- _REQUIRED WORK_: Rewrite the items below as a numbered list, from their first line through the line containing "[(350, 185), (541, 127)]", with both of those lines included and blank lines dropped.

-- Begin PROVIDED RECORDS --

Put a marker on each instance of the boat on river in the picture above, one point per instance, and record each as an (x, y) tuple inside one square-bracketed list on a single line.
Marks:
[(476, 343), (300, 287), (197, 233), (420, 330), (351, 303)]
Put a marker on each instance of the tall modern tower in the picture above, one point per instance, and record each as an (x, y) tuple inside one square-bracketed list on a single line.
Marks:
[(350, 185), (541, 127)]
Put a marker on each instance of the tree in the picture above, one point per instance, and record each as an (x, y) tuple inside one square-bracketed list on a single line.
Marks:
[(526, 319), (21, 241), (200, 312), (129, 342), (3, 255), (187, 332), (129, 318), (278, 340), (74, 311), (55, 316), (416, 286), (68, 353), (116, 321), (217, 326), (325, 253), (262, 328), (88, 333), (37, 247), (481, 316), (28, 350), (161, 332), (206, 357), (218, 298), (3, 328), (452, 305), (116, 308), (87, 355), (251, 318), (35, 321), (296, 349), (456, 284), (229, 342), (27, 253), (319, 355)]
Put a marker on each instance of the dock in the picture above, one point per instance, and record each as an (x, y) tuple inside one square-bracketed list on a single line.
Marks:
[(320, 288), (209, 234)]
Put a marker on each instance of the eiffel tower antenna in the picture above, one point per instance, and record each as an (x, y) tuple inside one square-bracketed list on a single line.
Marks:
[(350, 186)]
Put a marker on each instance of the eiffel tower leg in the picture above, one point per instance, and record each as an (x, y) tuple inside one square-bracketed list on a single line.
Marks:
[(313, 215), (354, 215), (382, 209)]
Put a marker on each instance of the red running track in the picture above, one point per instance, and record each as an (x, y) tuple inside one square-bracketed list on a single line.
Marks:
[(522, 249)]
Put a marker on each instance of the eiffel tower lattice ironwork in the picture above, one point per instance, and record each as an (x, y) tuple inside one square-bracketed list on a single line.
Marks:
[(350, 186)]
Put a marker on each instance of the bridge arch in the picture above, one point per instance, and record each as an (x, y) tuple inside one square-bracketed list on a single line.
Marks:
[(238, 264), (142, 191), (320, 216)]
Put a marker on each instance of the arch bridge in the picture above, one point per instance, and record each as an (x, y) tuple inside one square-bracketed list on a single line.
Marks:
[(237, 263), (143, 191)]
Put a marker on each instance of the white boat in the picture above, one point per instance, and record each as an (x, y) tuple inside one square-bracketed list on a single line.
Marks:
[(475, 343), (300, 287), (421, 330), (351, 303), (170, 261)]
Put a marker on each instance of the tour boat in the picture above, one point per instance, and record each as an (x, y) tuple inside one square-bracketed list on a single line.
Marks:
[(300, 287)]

-- End PROVIDED RECORDS --

- _EXERCISE ANSWER_:
1. Put a marker on each instance of the boat on river in the picture above, one point per instance, and record each as an (x, y) tuple inside one square-bracketed list on a single line.
2. Marks:
3. [(476, 343), (300, 287), (197, 233), (420, 330), (351, 303)]
4. Put a marker on each instance of the tall modern tower in the picture above, one point per instance, and record each as an (x, y) tuple inside one square-bracketed list on a single line.
5. Marks:
6. [(350, 185), (541, 127)]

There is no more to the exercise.